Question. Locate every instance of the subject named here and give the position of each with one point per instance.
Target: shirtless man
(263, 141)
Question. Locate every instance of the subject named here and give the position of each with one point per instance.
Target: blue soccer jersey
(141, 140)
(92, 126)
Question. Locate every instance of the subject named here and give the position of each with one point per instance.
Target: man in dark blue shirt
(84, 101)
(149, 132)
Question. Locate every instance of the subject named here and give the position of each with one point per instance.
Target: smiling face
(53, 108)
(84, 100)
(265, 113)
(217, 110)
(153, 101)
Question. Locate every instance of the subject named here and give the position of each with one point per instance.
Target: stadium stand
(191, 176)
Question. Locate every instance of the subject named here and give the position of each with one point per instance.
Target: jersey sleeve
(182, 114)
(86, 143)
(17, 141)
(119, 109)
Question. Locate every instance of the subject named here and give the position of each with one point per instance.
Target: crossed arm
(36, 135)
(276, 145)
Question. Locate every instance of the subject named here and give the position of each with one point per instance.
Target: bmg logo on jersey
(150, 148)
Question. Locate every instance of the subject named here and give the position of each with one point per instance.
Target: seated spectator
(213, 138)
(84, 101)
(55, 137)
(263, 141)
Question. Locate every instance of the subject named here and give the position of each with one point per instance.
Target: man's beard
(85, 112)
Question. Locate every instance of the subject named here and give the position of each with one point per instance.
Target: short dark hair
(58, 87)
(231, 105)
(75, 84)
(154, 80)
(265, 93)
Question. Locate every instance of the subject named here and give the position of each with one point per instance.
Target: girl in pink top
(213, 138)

_ _ _

Work to do:
Return all the data exactly as given.

Reply:
Question. Locate every instance of the subject named here and give the position of each with one point per instance.
Target: shirtless man
(263, 141)
Question. Locate every instance of the subject named here and give the position of each with one point per instance.
Target: blue soccer jersey
(141, 140)
(92, 126)
Question. Locate every instance of the subject named here and give the position of each with one point per instance.
Target: man in dark blue shirt
(84, 101)
(149, 132)
Question. Locate every instance of the subject named here and give the position of each with one point per instance.
Target: smiling face
(53, 108)
(84, 100)
(265, 113)
(217, 110)
(153, 101)
Question. Locate every instance of the subject named here and give the position of each with one point per instance.
Target: stadium stand
(191, 176)
Question. Locate every instance of the subject named here and give the position of each with one point per instance.
Target: jersey sleeve
(182, 114)
(86, 143)
(17, 141)
(119, 109)
Question. Locate every instance of the subject named here and give the position of each with one point per instance.
Target: crossed arm
(36, 135)
(276, 145)
Question. Locate every instance of the subject named here and give the position of each with one point per instance.
Target: bmg logo on jersey
(150, 148)
Question. Locate every instance of the subject named here and give the position of each with one point per instance.
Target: seated spectator
(213, 138)
(84, 101)
(55, 137)
(263, 141)
Question. Locate every instance of the subject named here and give the position of each with one point per instance.
Target: man's beard
(85, 112)
Question. Locate every instance of the subject named here and give the position of each with one point per instance.
Target: short dark hair
(58, 87)
(231, 105)
(75, 84)
(154, 80)
(265, 93)
Question. Locate every instance of the subject named here and give the position of each with one point per instance.
Target: girl in pink top
(213, 138)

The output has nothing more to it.